━━ SUPPLIED MATERIAL

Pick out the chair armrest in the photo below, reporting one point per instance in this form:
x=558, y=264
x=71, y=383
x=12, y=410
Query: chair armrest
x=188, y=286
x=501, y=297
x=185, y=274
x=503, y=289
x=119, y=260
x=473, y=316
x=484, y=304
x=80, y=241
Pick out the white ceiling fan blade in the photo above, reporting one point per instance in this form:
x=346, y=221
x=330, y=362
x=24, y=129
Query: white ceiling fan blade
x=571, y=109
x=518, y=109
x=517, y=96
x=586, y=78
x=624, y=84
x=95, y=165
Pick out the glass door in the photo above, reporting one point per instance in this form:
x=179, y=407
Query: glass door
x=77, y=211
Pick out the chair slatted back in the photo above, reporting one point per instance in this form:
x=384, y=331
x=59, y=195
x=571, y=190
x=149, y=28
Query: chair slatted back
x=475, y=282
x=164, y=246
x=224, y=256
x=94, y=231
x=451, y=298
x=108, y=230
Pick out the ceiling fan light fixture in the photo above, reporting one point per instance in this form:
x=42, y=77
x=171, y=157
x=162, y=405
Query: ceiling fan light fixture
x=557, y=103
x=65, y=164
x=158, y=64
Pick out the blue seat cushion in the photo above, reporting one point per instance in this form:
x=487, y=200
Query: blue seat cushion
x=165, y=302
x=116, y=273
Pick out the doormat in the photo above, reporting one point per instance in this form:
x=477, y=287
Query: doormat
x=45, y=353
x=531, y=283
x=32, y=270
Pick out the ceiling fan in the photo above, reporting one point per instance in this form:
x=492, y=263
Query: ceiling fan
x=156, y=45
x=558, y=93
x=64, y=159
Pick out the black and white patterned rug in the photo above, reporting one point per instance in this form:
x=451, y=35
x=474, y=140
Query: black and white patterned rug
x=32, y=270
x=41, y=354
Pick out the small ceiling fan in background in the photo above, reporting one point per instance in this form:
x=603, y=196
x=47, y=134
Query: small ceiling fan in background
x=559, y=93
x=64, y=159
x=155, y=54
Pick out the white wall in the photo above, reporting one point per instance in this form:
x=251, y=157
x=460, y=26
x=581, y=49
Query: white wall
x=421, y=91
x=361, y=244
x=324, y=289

━━━━

### REQUIREMENT
Copy every line from the records above that contains the string "this".

### TASK OUTPUT
Pick out the chair armrest in the photo below, reporting one point per instance in this form:
Pick out the white ceiling fan blade in the photo above, reporting one point per instance in this form:
Pick out the glass door in the photo above, reporting one point per instance in this form:
Pick out the chair slatted back in the photo above, reporting one point per instance in this form:
Pick out the ceiling fan light fixture in the photo above, reporting one point per instance in this form:
Pick out the blue seat cushion in the photo above, reporting one point per instance in this form:
Pick out the doormat in the photo above, reporting one point per instance in this form:
Pick out the ceiling fan in the photo above, reporting one point per instance in this form:
Pick out the black and white patterned rug in the photo above, reporting one point per instance in this form:
Pick out the small ceiling fan in background in the photo above, reporting one point per instance in this form:
Pick out the white wall in the photo above, reporting one point per instance in this form:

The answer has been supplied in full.